** START Information given **

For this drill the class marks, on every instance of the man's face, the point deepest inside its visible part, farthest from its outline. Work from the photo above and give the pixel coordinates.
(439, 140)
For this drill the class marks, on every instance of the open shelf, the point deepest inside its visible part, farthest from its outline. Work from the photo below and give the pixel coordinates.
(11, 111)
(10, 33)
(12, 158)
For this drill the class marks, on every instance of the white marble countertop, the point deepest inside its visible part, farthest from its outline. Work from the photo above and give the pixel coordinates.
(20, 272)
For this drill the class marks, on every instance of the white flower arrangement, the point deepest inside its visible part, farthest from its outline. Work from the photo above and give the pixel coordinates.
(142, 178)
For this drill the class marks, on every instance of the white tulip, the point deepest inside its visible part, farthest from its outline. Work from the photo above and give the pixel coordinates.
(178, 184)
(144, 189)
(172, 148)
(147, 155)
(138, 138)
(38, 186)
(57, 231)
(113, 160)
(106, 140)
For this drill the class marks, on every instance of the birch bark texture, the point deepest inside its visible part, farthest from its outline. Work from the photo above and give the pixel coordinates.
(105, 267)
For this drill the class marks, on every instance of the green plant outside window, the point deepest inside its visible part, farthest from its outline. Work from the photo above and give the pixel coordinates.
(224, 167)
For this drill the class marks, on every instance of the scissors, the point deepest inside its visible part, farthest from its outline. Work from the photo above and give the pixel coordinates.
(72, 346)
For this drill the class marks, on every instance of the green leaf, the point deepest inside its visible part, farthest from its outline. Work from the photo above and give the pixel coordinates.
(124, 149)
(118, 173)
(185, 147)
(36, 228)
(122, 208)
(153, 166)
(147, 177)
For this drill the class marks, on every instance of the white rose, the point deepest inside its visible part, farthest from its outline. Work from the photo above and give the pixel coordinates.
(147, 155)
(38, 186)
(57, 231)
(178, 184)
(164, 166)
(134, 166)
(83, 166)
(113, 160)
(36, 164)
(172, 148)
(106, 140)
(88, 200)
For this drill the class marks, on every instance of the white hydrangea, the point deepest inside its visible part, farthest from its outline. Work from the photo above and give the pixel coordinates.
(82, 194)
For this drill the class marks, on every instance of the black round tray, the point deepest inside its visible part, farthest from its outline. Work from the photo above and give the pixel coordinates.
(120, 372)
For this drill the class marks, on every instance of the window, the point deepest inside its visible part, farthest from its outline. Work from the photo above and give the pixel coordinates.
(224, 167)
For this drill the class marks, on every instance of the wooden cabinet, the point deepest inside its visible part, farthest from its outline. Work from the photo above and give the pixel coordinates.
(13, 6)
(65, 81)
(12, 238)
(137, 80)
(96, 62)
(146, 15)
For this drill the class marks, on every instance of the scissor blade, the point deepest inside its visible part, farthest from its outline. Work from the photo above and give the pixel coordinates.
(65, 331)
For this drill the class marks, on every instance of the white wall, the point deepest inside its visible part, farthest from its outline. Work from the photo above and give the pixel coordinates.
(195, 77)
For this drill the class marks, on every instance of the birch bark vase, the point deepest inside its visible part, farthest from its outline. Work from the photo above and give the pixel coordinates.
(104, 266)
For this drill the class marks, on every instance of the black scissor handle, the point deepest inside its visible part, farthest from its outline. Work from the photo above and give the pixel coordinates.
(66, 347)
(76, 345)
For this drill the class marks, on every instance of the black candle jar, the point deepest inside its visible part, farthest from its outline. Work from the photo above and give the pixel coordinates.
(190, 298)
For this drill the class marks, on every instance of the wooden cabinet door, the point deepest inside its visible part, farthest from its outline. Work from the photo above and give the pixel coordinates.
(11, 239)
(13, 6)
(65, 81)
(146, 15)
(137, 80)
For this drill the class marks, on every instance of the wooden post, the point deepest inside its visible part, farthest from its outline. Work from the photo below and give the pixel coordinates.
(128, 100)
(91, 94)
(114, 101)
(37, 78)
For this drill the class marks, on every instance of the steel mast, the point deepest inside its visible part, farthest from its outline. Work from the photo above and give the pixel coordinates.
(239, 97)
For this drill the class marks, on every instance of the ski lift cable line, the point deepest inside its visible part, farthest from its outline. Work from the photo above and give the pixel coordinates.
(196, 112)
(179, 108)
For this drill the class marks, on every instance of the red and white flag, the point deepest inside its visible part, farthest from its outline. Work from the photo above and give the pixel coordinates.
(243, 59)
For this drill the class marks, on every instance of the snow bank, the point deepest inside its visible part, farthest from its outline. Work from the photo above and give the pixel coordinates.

** END Information given **

#### Required work
Reproduce every line of the listing, starting at the line that contains "of the steel" and ending at the last line of the listing, requests included, and add 77 to every number in the pixel coordinates.

#### Worked solution
For this drill the class marks, on every instance of the steel mast, the point deepest inside its visible part, farthest from its outline. Work from the photo above and give the pixel coordinates.
(316, 174)
For this drill the class marks, on every instance of the ski lift cable line, the point deepest inside its visible part, farthest from its outline. Work from the photo above and give the pixel coordinates.
(273, 189)
(256, 185)
For this drill the class marks, on every instance of the red and white flag, the point deepest inside its visible part, farthest from its outline. Work from the photo above and give the pixel coordinates.
(320, 136)
For this drill the class marks, on every instance of the snow bank, the point deepest inside its visible part, farthest from its outline. Work from the photo above and give the pixel coordinates.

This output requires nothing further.